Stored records
----------------------------------------
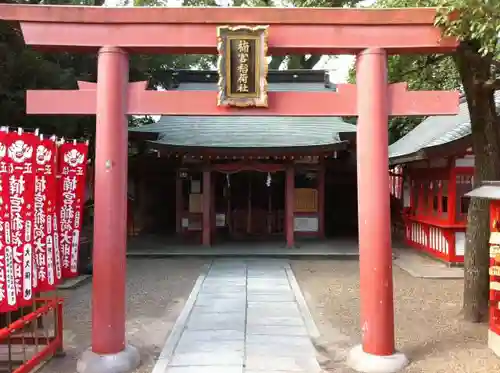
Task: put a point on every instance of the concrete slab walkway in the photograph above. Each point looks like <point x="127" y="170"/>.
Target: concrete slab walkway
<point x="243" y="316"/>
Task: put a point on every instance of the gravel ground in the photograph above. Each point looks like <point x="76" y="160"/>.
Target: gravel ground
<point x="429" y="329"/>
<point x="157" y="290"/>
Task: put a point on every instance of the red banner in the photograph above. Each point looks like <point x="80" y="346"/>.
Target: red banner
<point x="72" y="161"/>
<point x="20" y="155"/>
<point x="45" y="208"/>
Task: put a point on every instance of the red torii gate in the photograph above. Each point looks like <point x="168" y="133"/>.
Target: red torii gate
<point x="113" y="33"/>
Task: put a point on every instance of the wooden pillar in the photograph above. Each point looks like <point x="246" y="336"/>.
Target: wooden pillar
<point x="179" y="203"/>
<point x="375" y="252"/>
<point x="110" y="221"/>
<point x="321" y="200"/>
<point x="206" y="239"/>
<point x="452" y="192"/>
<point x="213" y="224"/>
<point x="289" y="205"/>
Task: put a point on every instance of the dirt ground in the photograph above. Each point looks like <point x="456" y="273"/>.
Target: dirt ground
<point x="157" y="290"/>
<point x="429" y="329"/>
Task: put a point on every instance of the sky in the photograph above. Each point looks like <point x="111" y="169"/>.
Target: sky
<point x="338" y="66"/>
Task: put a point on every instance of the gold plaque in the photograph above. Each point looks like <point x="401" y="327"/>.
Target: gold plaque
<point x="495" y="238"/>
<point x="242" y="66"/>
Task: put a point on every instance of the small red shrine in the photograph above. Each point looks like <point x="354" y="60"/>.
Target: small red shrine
----------------------------------------
What you are asked to do =
Note every line of the records that holds the word "small", and copy it.

Response =
Task: put a point on every instance of the small red shrine in the photograph above. Each point looks like <point x="354" y="60"/>.
Target: small red shrine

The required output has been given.